* **About this exercise**: Up through the line that contains "Query: white lamp", retype the entries exactly, beginning at the very first line.

Records contained in a dataset:
- Opening Delimiter -
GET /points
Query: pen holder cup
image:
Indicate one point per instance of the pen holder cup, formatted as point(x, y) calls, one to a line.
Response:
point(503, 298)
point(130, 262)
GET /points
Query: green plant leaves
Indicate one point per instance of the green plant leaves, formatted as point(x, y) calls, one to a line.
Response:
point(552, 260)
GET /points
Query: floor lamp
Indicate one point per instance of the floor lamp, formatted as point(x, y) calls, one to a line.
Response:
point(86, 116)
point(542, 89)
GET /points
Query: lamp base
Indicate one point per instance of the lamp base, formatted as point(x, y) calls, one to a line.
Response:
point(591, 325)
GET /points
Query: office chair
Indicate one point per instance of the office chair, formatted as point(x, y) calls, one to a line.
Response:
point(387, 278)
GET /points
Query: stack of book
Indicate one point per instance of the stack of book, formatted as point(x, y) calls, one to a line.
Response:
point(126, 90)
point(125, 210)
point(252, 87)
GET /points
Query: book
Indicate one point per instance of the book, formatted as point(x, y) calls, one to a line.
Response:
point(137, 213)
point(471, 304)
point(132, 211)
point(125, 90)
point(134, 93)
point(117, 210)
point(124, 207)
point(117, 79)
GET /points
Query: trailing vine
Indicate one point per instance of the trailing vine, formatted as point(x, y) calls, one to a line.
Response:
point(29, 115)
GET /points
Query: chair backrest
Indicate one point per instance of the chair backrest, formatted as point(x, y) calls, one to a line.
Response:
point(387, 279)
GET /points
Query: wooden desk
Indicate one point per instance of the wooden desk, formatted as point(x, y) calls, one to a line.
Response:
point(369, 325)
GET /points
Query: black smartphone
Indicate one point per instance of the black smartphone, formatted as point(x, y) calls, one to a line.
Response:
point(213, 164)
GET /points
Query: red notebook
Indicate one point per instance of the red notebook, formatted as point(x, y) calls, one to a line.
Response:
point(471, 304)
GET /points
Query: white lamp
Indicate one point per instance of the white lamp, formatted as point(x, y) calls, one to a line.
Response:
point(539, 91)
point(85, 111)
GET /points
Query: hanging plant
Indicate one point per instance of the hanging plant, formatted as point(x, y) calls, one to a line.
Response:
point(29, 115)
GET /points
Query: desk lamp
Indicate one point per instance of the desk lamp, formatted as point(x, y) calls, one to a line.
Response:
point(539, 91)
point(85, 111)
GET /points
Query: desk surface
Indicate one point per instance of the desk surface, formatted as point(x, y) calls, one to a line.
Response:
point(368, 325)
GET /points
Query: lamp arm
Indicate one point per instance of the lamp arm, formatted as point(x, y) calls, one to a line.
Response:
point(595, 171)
- Closing Delimiter -
* **Task answer**:
GET /points
Query: pen holder cup
image:
Indicate one point per instance of the pen holder cup, formatted as point(x, y) calls, one to a line.
Response:
point(503, 298)
point(130, 262)
GET /points
Query: green plant leaves
Indicate one point per instance of the green plant leaves, formatted as point(x, y) calls, one to a line.
Response:
point(552, 260)
GET /points
Query: floor lamp
Indicate one point per instance of the floor lamp, formatted as point(x, y) calls, one to a line.
Response:
point(86, 116)
point(542, 89)
GET /points
Query: lamp base
Indicate one point per instance of the lamp base, formatted as point(x, y) calls, one to a line.
Response:
point(591, 325)
GET /points
Query: office chair
Indicate one point per instance of the office chair, formatted as point(x, y) calls, one to a line.
Response:
point(387, 278)
GET /points
Query: stack of book
Indicate one point per instance of the stack of book, formatted as point(x, y) calls, one to a line.
Response:
point(126, 90)
point(125, 210)
point(252, 87)
GET /points
Query: book
Indicate one point per instance of the book, formatted as point(x, y) calls, one to a line.
Response:
point(137, 213)
point(471, 304)
point(132, 211)
point(125, 90)
point(134, 93)
point(117, 210)
point(124, 207)
point(117, 79)
GET /points
Query: trailing vine
Indicate one point per instance of the trailing vine, formatted as point(x, y) calls, one to a line.
Response:
point(29, 115)
GET /points
Query: chair backrest
Indicate one point per instance of the chair backrest, formatted as point(x, y) calls, one to a line.
Response:
point(387, 279)
GET /points
Query: wooden desk
Indicate one point per instance of the wooden desk, formatted as point(x, y) calls, one to a line.
Response:
point(369, 325)
GET /points
Query: black smartphone
Indicate one point per instance of the black smartphone, formatted as point(x, y) calls, one to a line.
Response:
point(213, 164)
GET /points
Query: red notebook
Indicate one point per instance of the red notebook, formatted as point(x, y) calls, one to a line.
Response:
point(471, 304)
GET /points
Query: white lamp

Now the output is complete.